+++ Texto do documento
Todos os que revolucionam a opinião são necessariamente poetas não somente por serem inventores, nem tampouco por suas palavras desvelarem a permanente analogia das coisas em imagens que participam da vida da verdade, mas sobretudo pela qualidade harmônica e rítmica de suas frases, que contêm em si os elementos do verso e constituem o eco da música eterna. […] Shakespeare, Dante e Milton (para nos limitarmos aos escritores modernos) são filósofos prodigiosos. Um Poema é a própria imagem da vida expressa em sua verdade eterna. Entre uma história e um poema existe a seguinte diferença: a história constitui um catálogo de fatos isolados, ligados apenas pelo tempo, lugar, circunstâncias, causa e efeito, ao passo que o poema é a criação de ações segundo as formas imutáveis da natureza humana, tais como existem no espírito do criador, que é, ele próprio, a imagem de todos os outros espíritos. A história de fatos particulares é um espelho que obscurece e deforma o que deveria ser belo; a poesia é um espelho que torna belo o que é disforme. (p. 176)
[Influência da poesia sobre a sociedade] […] passemos à avaliação de suas influências sobre a sociedade. A poesia é sempre acompanhada de prazer: todos os espíritos por ela tocados abrem-se para receber a sabedoria que está mesclada com seu deleite. Na infância do mundo, nem os próprios poetas, nem seus ouvintes estão plenamente conscientes da preeminência da poesia: ela age de uma forma divina […] Nem mesmo nos tempos modernos algum poeta vivo alcançou plenamente sua fama; o júri que se reúne para julgar um poeta e que, como este, é intemporal, deve ser composto de seus pares: ele deve ser eleito pelo Tempo, dentre os mais seletos sábios de muitas gerações. Um poeta é um rouxinol, que na escuridão canta para alegrar sua própria solidão com doces sons; seus ouvintes são como homens arrebatados pela melodia de um músico invisível, que se sentem comovidos e tranquilizados, sem que, todavia, saibam como nem por quê. (p. 177)
[…] toda a objeção à imortalidade da poesia reside em uma concepção equivocada sobre o modo como ela opera para produzir o aperfeiçoamento moral do homem. A ciência ética dispõe os elementos que a poesia criou […] O grande segredo da moral é o amor, ou um movimento para fora de nossa própria natureza e uma identificação nossa com o belo que existe no pensamento, na ação ou na pessoa, que não nos sejam próprios. Um homem verdadeiramente bom deve ter uma imaginação vívida e abrangente; deve colocar-se no lugar de outrem e de muitos; as dores e os prazeres de sua espécie devem tornar-se suas. O grande instrumento do bem moral é a imaginação, e a poesia contribui para o efeito ao agir sobre a causa. (p. 178–179)
[…] verifica-se que a poesia sempre foi coetânea a quaisquer contribuições das outras artes para a felicidade e perfeição do homem. (p. 179–180)
++++++
+++ Registros
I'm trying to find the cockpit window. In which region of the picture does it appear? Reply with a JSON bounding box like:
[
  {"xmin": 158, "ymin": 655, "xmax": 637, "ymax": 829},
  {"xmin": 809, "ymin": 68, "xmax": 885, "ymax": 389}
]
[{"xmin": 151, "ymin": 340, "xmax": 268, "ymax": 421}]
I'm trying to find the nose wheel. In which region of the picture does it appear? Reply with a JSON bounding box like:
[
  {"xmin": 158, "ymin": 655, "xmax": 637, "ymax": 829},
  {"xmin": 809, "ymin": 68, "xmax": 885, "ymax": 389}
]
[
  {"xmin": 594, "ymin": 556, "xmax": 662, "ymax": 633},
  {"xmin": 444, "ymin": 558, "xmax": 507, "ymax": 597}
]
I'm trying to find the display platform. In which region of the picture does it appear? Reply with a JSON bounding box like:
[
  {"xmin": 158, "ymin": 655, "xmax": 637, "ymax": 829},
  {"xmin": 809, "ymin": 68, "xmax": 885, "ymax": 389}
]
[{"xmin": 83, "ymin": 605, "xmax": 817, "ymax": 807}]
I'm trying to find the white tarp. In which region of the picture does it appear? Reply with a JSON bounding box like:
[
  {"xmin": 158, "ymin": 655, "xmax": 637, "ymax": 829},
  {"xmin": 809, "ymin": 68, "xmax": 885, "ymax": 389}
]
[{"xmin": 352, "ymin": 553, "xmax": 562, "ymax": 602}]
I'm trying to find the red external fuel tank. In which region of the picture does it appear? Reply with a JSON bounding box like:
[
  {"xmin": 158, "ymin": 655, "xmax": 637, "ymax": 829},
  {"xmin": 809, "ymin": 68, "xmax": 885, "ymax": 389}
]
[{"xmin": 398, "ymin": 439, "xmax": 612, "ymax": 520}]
++++++
+++ Registros
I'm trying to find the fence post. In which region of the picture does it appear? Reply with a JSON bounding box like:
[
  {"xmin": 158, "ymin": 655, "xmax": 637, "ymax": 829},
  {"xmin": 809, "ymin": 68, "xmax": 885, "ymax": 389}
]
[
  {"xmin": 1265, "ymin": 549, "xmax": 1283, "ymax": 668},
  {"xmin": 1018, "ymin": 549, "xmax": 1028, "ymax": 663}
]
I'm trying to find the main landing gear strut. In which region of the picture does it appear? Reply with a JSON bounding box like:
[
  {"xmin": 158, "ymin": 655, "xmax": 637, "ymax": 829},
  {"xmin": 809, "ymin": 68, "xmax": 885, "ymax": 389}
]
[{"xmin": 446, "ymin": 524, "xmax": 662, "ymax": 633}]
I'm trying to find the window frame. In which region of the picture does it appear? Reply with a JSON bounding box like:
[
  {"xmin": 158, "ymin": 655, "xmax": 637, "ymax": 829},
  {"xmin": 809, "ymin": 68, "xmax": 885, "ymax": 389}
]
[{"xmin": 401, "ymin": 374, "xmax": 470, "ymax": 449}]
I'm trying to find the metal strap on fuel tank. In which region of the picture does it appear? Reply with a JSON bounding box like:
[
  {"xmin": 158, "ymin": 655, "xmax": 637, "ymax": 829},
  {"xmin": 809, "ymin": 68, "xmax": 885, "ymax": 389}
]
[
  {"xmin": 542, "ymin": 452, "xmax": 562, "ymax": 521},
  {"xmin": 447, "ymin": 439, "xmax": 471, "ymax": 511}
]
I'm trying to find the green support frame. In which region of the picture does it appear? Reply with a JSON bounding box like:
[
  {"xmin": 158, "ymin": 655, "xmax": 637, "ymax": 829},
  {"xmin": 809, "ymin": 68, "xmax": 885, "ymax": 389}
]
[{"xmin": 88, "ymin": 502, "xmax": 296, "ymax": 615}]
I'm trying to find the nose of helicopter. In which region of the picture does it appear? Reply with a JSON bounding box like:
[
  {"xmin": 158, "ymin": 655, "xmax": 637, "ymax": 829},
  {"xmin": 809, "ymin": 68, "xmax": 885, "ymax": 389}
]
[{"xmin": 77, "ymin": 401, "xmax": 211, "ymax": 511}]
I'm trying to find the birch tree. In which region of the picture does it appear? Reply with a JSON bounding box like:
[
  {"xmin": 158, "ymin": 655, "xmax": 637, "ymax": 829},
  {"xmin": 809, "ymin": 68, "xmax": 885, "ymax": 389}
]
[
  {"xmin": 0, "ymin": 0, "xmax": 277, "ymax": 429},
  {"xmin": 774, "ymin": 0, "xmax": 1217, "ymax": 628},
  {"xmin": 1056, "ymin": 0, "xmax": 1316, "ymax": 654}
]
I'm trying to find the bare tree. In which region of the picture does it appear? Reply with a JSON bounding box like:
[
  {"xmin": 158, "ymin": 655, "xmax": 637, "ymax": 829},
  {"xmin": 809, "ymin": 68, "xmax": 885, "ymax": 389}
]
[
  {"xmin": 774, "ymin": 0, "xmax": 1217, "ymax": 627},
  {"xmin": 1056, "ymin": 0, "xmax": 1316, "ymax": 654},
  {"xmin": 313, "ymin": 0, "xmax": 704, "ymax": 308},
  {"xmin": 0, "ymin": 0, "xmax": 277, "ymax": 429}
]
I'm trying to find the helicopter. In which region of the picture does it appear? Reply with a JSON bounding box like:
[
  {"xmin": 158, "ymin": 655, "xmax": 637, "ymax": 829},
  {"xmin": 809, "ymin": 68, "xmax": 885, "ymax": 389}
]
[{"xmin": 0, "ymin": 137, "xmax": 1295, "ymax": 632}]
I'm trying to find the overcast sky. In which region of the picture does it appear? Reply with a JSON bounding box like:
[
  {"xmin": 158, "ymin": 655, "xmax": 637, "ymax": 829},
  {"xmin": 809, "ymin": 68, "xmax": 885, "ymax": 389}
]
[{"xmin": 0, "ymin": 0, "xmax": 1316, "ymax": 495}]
++++++
+++ Registros
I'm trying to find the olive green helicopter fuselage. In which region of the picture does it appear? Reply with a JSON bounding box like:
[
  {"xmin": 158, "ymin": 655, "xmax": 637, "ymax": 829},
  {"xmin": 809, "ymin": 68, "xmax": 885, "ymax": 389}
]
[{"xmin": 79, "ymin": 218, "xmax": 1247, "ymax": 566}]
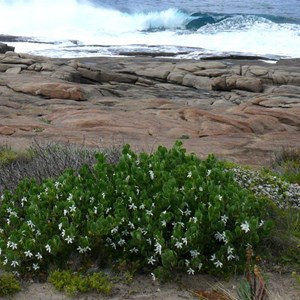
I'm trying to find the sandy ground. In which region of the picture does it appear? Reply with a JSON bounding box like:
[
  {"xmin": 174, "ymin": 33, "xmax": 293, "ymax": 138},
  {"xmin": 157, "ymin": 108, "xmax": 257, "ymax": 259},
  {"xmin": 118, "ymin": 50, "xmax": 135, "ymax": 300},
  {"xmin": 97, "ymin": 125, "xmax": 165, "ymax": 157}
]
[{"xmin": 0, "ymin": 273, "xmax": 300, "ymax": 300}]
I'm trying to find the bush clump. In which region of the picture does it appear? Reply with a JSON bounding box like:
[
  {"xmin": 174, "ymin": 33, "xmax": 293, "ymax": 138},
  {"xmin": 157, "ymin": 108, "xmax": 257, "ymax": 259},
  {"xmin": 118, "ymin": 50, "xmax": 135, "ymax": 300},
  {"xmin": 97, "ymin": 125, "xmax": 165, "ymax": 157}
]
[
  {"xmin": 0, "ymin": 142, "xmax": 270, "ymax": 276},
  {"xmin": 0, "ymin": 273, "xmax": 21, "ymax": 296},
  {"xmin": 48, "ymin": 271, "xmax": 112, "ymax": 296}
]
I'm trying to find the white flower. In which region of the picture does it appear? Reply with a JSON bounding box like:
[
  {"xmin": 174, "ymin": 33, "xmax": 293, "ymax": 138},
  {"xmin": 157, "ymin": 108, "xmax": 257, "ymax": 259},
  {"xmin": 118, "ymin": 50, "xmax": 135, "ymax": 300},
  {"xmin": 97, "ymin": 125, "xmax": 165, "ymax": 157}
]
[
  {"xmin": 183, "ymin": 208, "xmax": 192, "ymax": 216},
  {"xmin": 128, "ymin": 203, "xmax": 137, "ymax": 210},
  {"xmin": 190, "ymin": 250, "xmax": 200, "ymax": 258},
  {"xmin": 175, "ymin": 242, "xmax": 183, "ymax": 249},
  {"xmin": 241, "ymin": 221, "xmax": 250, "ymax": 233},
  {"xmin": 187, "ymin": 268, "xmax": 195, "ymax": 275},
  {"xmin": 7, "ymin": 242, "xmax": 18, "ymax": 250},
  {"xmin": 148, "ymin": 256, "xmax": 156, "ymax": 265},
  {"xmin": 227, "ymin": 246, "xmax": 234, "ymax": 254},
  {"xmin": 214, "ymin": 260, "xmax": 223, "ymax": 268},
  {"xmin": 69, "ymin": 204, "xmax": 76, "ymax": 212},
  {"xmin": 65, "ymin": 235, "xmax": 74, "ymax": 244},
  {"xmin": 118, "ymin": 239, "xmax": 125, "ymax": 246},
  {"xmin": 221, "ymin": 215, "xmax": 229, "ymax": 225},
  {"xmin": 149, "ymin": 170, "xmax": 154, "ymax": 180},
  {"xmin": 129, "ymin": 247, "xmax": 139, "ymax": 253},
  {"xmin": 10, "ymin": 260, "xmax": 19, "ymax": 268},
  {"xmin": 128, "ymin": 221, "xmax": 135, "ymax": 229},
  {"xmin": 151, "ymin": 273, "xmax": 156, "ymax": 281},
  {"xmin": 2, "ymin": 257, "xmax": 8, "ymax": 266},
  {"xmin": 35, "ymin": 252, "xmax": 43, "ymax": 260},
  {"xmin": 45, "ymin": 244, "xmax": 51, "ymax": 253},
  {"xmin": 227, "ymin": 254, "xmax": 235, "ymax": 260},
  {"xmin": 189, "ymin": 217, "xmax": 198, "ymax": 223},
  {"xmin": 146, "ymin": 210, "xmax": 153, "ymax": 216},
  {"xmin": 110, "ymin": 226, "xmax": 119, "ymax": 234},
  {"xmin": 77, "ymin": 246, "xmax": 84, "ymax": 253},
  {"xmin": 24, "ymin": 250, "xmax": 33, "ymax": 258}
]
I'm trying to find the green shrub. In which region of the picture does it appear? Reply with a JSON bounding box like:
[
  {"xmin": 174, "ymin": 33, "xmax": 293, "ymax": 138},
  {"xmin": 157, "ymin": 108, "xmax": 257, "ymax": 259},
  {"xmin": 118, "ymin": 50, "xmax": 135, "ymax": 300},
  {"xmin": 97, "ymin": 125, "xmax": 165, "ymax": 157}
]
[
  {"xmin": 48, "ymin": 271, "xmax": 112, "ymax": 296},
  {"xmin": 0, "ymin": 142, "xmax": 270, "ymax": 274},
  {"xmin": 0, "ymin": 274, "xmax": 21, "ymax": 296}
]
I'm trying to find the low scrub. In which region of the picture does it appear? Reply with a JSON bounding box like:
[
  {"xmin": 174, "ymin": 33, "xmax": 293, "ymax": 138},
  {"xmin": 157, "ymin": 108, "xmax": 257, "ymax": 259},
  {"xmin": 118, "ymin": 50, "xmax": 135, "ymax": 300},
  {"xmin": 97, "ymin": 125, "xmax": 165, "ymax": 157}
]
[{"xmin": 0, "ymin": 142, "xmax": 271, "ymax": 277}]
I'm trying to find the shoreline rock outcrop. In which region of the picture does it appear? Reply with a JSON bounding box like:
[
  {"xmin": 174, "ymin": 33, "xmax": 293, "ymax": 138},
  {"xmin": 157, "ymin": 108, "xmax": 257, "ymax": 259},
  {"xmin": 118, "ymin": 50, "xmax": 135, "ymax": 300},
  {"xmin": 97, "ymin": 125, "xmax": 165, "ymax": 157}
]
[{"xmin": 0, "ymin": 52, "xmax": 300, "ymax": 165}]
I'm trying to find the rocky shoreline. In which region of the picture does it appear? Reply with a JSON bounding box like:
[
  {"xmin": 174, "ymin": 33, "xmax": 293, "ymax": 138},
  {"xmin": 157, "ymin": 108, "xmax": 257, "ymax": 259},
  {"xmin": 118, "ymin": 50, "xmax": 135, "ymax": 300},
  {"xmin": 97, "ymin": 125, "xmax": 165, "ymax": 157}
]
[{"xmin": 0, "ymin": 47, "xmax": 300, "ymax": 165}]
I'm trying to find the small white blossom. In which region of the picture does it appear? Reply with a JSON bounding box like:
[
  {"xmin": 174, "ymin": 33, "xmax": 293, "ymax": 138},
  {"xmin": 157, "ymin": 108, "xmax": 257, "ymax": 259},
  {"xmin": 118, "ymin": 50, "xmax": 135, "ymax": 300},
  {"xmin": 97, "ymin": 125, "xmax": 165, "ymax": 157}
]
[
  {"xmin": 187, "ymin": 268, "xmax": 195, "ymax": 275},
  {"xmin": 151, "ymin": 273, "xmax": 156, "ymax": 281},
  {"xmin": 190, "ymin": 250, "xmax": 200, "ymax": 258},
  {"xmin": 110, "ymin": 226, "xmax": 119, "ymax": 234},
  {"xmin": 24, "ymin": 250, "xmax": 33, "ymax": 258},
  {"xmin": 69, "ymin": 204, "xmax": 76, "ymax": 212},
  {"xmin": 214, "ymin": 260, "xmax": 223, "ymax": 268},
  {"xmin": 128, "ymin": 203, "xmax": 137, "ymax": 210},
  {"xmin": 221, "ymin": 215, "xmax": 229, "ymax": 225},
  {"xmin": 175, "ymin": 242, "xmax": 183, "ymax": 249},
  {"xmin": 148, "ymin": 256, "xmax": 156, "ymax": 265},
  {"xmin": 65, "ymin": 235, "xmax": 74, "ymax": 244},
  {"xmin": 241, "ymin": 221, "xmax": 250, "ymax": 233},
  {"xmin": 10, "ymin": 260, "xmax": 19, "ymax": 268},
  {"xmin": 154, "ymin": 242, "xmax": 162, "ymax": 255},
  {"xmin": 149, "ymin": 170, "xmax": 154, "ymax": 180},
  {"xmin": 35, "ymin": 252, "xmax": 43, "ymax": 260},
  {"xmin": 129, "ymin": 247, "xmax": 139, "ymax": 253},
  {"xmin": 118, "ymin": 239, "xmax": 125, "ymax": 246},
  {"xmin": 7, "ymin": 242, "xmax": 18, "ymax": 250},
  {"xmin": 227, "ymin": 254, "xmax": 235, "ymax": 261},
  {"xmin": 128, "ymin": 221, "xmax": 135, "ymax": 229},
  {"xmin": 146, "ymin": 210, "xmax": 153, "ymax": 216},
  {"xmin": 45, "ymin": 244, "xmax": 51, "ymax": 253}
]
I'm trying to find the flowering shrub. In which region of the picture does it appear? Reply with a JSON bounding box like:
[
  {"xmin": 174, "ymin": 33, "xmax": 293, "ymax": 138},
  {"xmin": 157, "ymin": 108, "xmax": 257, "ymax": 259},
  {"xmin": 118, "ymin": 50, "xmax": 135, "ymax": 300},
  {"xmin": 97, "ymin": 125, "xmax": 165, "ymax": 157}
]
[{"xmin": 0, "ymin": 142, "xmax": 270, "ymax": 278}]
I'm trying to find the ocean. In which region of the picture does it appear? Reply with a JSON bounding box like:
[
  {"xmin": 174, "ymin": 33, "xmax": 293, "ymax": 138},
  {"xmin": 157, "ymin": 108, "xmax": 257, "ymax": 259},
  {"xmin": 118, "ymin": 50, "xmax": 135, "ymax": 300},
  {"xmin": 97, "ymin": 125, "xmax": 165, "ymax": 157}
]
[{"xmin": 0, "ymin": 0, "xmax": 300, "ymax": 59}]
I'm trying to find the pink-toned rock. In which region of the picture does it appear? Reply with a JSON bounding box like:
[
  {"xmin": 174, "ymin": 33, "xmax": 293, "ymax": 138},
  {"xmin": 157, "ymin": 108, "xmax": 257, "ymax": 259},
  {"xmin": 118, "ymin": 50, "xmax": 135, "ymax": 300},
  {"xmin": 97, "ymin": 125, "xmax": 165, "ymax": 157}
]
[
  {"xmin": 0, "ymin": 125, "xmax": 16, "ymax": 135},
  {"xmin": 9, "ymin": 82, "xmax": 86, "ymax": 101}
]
++++++
**Instrução 1:** Segundo o texto sobre a poesia, por que todos os que revolucionam a opinião são necessariamente poetas? Explique em uma a três frases.
**Instrução 2:** Prossiga com o texto sobre a poesia a partir do ponto em que ele termina.
As linhas não têm nenhum papel nisto.

**Resposta escrita 1:** Não apenas por serem inventores, nem só porque suas palavras revelam a permanente analogia das coisas em imagens que participam da vida da verdade. Sobretudo, são poetas pela qualidade harmônica e rítmica de suas frases, que contêm em si os elementos do verso e constituem o eco da música eterna.

**Resposta escrita 2:**
A conexão das apresentações cênicas com o aperfeiçoamento ou corrupção dos costumes humanos tem sido universalmente reconhecida; em outras palavras, verificou-se que a presença ou ausência da poesia em sua forma mais perfeita e universal está ligada ao bem e ao mal na conduta ou no hábito. A corrupção, que tem sido imputada ao drama como seu efeito, inicia quando cessa o uso da poesia em sua constituição: invoco a história dos costumes como prova de que os períodos do desenvolvimento de uma e o declínio da outra não corresponderam, com igual exatidão, a qualquer exemplo de causa e efeito morais. O drama em Atenas, ou onde quer que ele possa ter-se aproximado de sua perfeição, foi sempre coetâneo à grandeza moral e intelectual da era. As tragédias dos poetas atenienses são como espelhos nos quais o espectador contempla a si próprio […] (p. 181)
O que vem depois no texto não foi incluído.